(Saved entries)
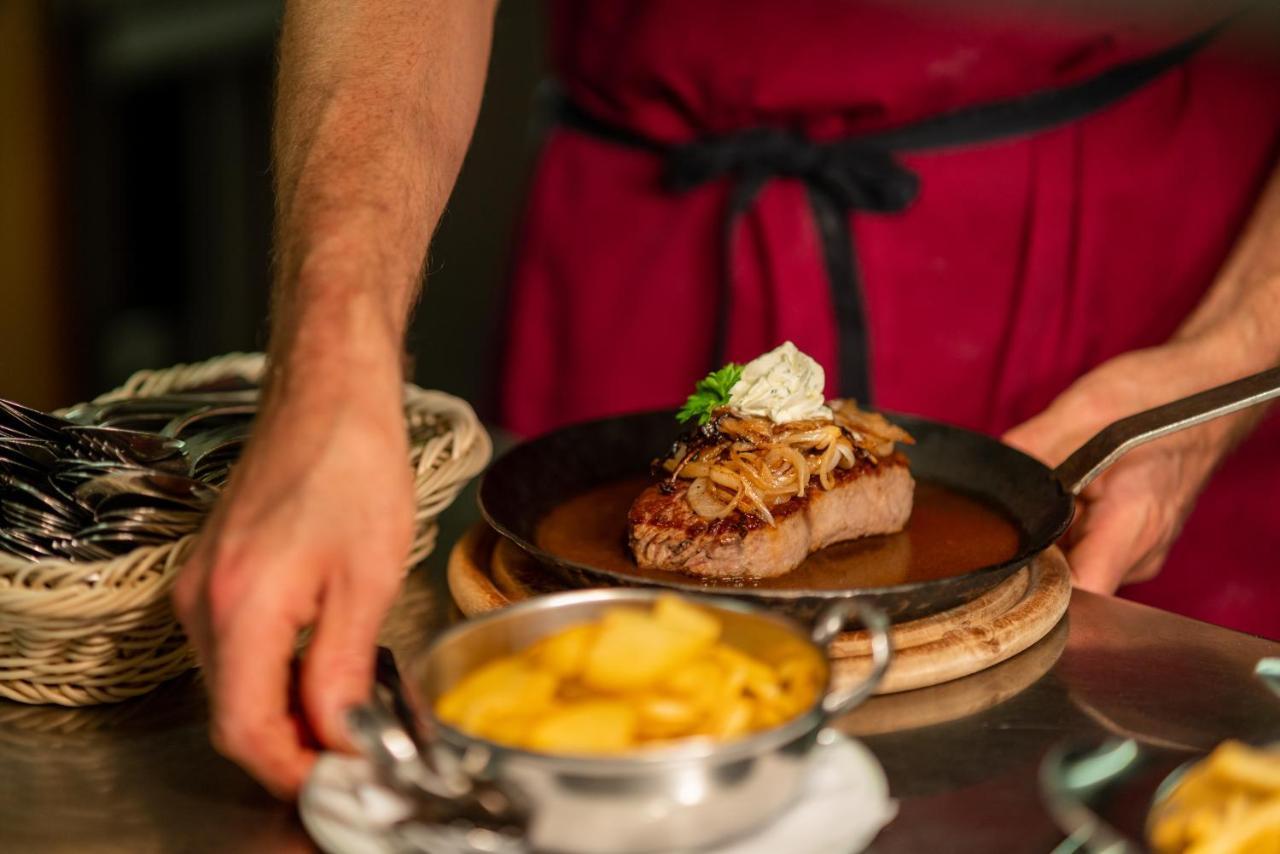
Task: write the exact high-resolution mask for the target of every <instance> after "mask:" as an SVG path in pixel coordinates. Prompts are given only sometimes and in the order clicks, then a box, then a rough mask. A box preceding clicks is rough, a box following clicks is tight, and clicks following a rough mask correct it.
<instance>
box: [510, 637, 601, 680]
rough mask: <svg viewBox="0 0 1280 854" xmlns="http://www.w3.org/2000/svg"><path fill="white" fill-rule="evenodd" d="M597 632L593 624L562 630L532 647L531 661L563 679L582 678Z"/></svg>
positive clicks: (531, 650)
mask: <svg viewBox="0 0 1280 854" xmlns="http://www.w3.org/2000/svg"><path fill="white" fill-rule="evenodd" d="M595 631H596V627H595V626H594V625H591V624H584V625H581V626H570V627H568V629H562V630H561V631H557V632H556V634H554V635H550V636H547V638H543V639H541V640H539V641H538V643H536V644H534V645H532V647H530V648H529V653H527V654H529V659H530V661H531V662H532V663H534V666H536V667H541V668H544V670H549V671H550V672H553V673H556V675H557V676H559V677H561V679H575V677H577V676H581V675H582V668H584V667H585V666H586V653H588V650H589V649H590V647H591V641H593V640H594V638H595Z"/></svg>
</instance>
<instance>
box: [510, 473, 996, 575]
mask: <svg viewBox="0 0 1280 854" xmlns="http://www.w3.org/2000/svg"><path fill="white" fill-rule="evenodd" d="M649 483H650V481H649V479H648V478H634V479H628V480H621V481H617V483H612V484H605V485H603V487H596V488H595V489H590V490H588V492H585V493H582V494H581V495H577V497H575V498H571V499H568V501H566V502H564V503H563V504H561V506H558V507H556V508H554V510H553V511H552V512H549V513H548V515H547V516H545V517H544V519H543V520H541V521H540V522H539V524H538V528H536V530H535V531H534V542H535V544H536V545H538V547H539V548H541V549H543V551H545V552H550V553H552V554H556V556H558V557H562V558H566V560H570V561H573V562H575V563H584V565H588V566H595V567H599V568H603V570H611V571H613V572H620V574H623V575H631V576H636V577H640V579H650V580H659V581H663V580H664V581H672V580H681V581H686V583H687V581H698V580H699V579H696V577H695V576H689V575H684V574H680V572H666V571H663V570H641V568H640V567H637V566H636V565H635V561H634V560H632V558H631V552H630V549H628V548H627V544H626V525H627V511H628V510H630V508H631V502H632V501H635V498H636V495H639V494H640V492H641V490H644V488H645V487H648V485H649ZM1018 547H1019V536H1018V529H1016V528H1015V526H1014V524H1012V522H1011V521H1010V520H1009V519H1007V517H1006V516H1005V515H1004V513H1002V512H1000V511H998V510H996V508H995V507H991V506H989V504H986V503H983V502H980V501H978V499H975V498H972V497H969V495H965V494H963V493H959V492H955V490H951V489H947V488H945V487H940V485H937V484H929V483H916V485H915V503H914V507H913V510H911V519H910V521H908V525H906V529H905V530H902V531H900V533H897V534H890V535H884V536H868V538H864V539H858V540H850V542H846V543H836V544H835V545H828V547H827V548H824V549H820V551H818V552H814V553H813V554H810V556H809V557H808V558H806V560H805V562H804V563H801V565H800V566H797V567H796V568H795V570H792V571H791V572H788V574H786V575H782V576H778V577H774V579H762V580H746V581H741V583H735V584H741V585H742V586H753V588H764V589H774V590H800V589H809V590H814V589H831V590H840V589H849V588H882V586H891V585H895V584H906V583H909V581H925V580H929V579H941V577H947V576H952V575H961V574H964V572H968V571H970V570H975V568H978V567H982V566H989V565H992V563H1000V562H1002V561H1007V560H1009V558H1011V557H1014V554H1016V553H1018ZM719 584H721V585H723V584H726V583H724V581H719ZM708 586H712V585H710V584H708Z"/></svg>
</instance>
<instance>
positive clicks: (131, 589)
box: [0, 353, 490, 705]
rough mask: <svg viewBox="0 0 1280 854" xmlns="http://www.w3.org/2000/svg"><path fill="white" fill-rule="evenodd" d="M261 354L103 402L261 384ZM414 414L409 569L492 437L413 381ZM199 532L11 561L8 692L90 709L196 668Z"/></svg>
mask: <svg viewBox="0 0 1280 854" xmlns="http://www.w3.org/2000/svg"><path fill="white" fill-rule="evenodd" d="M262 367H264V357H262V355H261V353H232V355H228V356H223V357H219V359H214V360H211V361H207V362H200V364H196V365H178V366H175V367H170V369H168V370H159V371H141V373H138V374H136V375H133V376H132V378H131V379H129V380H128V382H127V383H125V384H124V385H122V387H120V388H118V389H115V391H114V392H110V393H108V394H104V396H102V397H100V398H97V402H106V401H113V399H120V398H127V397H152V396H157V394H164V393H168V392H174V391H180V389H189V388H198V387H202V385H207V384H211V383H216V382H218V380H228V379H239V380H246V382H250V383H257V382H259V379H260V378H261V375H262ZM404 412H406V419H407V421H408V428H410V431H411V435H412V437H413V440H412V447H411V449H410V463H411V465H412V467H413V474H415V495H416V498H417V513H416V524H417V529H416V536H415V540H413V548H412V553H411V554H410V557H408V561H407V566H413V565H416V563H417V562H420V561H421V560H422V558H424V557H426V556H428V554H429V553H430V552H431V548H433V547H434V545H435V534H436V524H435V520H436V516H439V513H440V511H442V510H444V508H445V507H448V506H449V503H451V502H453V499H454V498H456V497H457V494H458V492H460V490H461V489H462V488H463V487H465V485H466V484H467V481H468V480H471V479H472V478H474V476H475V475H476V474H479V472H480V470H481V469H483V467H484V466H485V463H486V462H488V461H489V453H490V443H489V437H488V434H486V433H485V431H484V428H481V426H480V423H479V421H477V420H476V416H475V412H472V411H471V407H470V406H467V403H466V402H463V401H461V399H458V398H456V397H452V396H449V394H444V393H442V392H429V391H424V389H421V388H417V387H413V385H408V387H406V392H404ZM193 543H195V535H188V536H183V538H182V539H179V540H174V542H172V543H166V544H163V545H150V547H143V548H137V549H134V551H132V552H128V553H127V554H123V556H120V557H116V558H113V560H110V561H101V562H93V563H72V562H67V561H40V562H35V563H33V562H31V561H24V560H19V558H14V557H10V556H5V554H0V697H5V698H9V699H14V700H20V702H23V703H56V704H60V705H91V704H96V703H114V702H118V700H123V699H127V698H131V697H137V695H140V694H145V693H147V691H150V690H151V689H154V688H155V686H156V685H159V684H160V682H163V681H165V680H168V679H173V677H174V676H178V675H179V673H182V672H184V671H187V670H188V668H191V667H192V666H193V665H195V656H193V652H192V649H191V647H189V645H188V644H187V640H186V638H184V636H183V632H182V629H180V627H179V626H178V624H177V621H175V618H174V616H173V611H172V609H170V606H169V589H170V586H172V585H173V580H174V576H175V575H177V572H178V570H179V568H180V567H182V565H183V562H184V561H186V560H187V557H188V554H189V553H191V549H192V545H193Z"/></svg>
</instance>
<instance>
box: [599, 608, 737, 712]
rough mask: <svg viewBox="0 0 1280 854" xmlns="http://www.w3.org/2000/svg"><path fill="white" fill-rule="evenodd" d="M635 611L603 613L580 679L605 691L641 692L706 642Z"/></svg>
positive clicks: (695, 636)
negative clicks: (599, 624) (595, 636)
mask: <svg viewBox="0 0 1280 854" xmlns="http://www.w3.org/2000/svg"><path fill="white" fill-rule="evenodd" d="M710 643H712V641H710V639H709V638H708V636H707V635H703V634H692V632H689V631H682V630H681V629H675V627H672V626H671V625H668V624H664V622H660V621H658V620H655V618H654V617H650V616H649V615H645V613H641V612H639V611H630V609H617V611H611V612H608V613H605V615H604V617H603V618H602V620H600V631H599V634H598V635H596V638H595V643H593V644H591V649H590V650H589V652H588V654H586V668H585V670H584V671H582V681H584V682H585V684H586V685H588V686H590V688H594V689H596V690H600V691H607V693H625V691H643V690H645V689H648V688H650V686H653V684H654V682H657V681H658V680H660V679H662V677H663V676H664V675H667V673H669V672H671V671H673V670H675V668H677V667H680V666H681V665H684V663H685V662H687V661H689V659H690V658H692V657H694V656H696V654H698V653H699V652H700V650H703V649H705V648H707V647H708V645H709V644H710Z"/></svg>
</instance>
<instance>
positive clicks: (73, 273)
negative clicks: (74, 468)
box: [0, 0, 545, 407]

* * *

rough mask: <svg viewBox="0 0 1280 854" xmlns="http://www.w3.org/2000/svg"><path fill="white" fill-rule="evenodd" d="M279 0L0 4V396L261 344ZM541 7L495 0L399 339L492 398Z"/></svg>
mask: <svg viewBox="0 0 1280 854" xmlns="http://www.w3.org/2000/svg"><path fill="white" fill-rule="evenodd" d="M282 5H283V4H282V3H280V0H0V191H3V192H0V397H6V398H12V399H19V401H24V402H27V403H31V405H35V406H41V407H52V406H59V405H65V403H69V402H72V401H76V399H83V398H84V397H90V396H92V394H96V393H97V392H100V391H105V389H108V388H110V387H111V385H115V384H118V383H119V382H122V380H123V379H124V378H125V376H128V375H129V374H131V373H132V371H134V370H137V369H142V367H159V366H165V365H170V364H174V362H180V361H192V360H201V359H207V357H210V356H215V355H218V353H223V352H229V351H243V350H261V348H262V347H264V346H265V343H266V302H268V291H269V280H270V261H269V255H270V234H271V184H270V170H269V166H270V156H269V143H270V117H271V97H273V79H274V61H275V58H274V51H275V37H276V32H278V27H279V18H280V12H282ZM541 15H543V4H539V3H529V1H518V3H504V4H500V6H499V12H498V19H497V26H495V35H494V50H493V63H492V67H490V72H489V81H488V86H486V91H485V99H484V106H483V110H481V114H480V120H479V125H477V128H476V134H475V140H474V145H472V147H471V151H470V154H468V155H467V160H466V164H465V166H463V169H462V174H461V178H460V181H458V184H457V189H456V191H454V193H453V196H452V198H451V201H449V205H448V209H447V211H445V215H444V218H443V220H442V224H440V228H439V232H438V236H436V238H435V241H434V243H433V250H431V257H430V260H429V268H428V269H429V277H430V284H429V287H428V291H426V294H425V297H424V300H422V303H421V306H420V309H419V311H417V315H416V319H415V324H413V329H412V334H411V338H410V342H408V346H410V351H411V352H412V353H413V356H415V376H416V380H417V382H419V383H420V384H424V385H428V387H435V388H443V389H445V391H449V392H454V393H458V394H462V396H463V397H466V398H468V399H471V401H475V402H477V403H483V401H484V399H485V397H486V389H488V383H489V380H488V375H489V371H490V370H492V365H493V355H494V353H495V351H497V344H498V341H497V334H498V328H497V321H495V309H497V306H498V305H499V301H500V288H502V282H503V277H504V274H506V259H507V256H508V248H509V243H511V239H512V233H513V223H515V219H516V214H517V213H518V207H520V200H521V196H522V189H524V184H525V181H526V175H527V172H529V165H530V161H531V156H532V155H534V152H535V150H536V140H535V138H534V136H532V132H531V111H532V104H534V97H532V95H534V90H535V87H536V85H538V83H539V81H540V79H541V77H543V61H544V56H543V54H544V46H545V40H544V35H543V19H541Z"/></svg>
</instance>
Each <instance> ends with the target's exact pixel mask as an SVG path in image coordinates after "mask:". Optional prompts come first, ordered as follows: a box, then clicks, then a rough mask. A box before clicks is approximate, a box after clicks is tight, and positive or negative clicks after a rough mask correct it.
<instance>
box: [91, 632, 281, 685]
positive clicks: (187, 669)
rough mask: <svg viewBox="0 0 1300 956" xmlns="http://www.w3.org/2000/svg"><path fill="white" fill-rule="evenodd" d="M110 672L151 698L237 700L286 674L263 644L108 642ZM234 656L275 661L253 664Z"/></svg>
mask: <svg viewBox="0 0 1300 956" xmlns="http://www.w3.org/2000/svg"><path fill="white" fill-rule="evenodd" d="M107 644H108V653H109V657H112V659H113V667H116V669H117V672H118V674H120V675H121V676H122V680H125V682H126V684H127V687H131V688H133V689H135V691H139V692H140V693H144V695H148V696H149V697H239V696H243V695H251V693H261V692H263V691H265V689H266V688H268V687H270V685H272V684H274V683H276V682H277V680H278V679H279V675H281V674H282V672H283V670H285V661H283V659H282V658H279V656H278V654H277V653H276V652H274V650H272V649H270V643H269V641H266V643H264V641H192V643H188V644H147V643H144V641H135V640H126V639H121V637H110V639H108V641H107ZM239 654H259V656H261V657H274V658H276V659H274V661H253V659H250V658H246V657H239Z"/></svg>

Instructions for the task: Copy the data word for word, from the line that contains "negative clicks: (599, 624) (595, 636)" through the line that contains "box: [0, 0, 545, 407]", including both of those lines.

Solved exercise:
negative clicks: (599, 624) (595, 636)
mask: <svg viewBox="0 0 1280 854" xmlns="http://www.w3.org/2000/svg"><path fill="white" fill-rule="evenodd" d="M710 643H712V641H710V639H709V638H708V636H707V635H703V634H692V632H689V631H682V630H681V629H675V627H672V626H671V625H668V624H664V622H660V621H658V620H655V618H654V617H650V616H649V615H645V613H641V612H639V611H630V609H617V611H611V612H608V613H605V615H604V617H603V618H602V620H600V631H599V634H598V635H596V638H595V643H593V644H591V649H590V650H589V652H588V654H586V668H585V670H584V671H582V681H584V682H585V684H586V685H588V686H590V688H594V689H596V690H600V691H607V693H625V691H643V690H645V689H648V688H650V686H653V684H654V682H657V681H658V680H660V679H662V677H663V676H664V675H667V673H669V672H671V671H673V670H675V668H677V667H680V666H681V665H684V663H685V662H687V661H689V659H690V658H692V657H694V656H696V654H698V653H699V652H700V650H703V649H705V648H707V647H708V645H709V644H710Z"/></svg>
</instance>
<instance>
positive clicks: (73, 273)
negative clicks: (74, 468)
box: [0, 0, 545, 407]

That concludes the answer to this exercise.